▶ **TO DO**: Where a line in the material below has the string "military", please report it.

-- RECORD SET follows --

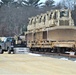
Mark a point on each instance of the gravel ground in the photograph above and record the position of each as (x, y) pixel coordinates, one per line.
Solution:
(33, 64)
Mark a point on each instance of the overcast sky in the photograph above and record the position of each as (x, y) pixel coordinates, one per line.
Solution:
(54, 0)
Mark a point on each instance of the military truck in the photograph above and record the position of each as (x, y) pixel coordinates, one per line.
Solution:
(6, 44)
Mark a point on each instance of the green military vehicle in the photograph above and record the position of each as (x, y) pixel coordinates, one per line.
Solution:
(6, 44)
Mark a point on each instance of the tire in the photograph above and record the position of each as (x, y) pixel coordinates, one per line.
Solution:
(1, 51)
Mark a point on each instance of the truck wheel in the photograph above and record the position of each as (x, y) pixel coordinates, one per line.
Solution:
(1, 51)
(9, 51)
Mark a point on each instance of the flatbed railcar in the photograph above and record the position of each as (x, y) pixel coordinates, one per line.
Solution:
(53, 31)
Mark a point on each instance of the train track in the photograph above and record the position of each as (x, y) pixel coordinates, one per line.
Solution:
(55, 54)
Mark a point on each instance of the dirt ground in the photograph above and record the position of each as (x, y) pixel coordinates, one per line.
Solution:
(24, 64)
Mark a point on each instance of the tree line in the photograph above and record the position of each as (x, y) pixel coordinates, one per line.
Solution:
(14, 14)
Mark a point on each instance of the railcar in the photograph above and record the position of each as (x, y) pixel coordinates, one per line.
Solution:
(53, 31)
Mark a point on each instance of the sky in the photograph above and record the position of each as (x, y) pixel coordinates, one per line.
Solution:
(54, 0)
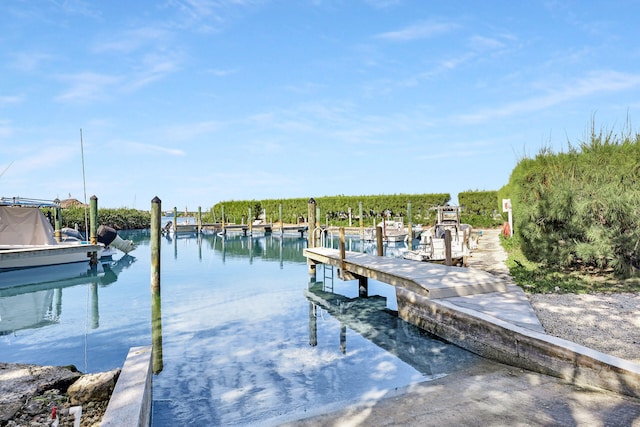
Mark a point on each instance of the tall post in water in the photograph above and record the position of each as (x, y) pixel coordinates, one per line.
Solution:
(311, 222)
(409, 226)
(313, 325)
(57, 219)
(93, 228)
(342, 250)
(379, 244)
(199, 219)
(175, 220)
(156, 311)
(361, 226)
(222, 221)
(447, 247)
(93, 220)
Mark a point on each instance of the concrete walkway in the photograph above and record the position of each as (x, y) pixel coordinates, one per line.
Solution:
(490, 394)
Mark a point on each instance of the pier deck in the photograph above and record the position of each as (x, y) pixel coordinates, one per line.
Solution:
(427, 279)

-- RECORD SET concluded --
-- RECORD SET follows --

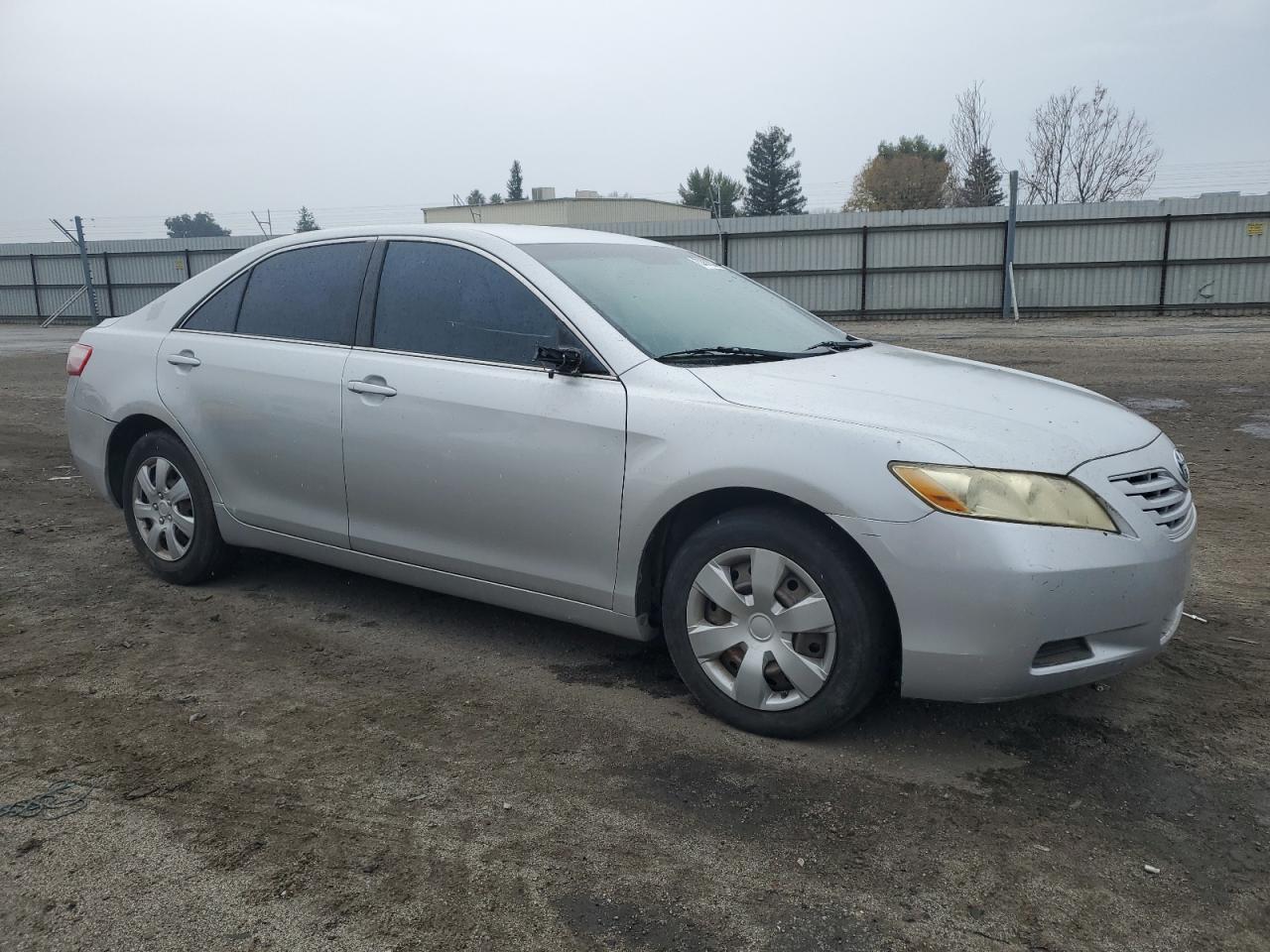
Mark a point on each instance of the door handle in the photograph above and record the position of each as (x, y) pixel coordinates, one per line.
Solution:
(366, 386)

-- RECORD SET concluded --

▶ **WRITTEN REPLY**:
Mark a point on each instance of the military truck in the photograph above and record the position of each as (x, y) pixel coordinates, one per line.
Mark a point on each instance of the green military vehicle in the photograph above and record the position of each as (x, y) pixel coordinates, one per line.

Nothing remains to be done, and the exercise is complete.